## SELECTION:
Opinion
Albert Winston, pro se.
Thomas K. McQueen, Asst. U.S. Atty., Chicago, Ill., for respondent.
MEMORANDUM OPINION
FLAUM, District Judge.
Presently before the court are the Fed.R.Crim.P. 32(d) motion and the 28 U.S.C. s 2255 habeas corpus petition of Albert Winston in which the defendant/petitioner (hereinafter referred to as petitioner) seeks to vacate a guilty plea offered by him on March 22, 1976 to the charge of uttering and publishing a $10,453.20 United States Treasury check bearing a false and forged endorsement in violation of 18 U.S.C. s 495. Although petitioner raises many arguments in support of his motion and petition that his guilty plea is invalid, this court is of the opinion that petitioner's section 2255 petition must be granted on the ground that the taking of his plea did not fully comply with the requirements of Fed.R.Crim.P. 11(f).
As Professor Moore points out, a rule 32(d) and section 2255 petition seeking to vacate a plea of guilty are substantially similar in scope and procedures. 8A J. Moore, Federal Practice P 32.07(4), at 32-108 to 32-111 (1976). Therefore, this court by previous order has consolidated these matters for disposition.

## WRITTEN REQUEST 1:
Decide whether each statement agrees with the opinion, answering yes or no and quoting the words that settle it: (a) The petitioner offered his guilty plea on March 22, 1976. (b) The court concludes that the section 2255 petition should be denied. (c) The rule 32(d) motion and the section 2255 petition were consolidated by an earlier order.

Location identification entries
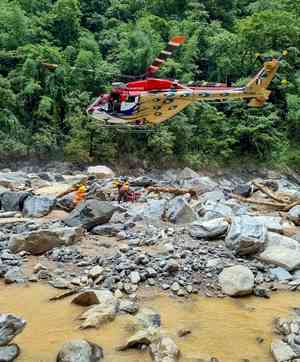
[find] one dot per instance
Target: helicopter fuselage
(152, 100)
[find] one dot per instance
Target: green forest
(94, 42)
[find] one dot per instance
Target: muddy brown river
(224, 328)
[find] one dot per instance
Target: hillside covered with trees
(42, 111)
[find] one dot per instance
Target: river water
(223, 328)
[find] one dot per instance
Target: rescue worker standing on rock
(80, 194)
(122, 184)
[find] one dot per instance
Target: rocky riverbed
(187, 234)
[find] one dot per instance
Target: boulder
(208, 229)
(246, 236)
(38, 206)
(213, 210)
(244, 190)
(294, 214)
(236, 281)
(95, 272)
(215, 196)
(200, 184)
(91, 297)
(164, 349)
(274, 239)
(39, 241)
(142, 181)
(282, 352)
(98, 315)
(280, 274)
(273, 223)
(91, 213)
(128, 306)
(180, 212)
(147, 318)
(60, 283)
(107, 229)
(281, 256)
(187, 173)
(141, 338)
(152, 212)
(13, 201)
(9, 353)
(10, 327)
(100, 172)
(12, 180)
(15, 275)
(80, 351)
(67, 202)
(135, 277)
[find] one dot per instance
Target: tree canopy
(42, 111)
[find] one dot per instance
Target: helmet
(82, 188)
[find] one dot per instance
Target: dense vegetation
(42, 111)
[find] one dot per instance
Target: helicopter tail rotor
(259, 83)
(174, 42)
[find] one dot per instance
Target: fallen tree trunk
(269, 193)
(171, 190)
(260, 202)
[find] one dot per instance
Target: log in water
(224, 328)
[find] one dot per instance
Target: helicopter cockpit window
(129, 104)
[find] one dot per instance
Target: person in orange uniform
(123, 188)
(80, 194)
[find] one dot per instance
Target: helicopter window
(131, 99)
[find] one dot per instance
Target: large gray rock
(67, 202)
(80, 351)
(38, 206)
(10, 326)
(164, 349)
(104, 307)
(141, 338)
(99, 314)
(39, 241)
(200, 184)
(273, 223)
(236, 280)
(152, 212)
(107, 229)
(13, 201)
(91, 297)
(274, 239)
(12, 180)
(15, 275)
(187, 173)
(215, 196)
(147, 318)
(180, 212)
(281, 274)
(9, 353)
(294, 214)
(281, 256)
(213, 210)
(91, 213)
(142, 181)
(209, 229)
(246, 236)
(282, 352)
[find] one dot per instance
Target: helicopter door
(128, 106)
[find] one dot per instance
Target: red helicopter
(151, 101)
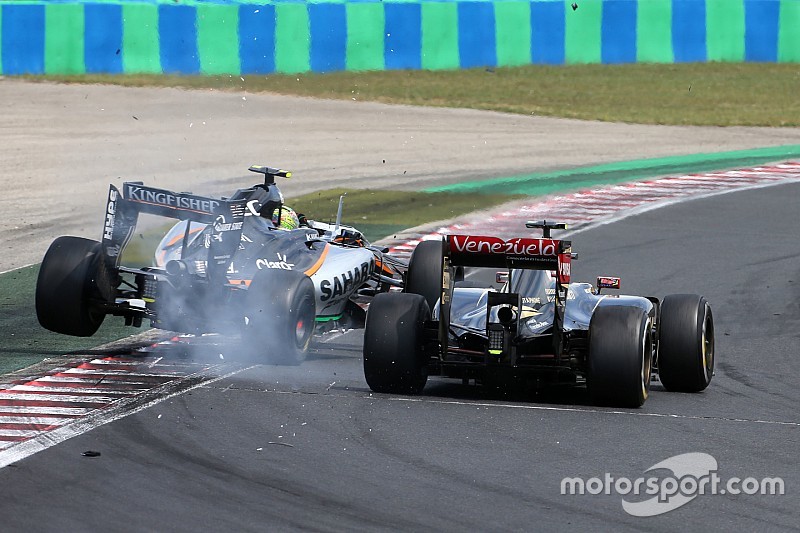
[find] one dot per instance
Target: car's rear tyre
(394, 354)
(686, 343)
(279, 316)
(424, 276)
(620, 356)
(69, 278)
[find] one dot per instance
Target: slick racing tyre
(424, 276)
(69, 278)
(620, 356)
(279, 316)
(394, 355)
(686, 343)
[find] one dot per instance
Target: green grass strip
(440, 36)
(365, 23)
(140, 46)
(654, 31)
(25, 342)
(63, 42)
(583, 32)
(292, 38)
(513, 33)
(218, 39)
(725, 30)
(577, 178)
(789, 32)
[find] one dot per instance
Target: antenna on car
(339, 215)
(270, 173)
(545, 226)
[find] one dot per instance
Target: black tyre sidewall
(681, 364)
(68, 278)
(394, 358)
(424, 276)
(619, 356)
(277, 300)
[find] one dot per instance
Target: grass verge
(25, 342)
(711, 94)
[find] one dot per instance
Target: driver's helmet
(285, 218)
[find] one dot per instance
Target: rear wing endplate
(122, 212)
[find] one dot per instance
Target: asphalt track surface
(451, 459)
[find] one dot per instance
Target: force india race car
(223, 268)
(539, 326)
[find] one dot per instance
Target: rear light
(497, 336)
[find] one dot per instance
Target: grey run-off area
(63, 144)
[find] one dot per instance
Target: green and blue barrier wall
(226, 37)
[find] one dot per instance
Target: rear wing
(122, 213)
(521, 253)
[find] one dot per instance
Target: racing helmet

## WRITTEN REQUEST 2:
Collect every line of the rows above that contains the string "water". Case counts.

## COMPLETE RESPONSE 1:
(a) Yes: "a guilty plea offered by him on March 22, 1976"
(b) No: "petitioner's section 2255 petition must be granted"
(c) Yes: "this court by previous order has consolidated these matters for disposition"

## COMPLETE RESPONSE 2:
Target: river water
Target: log in water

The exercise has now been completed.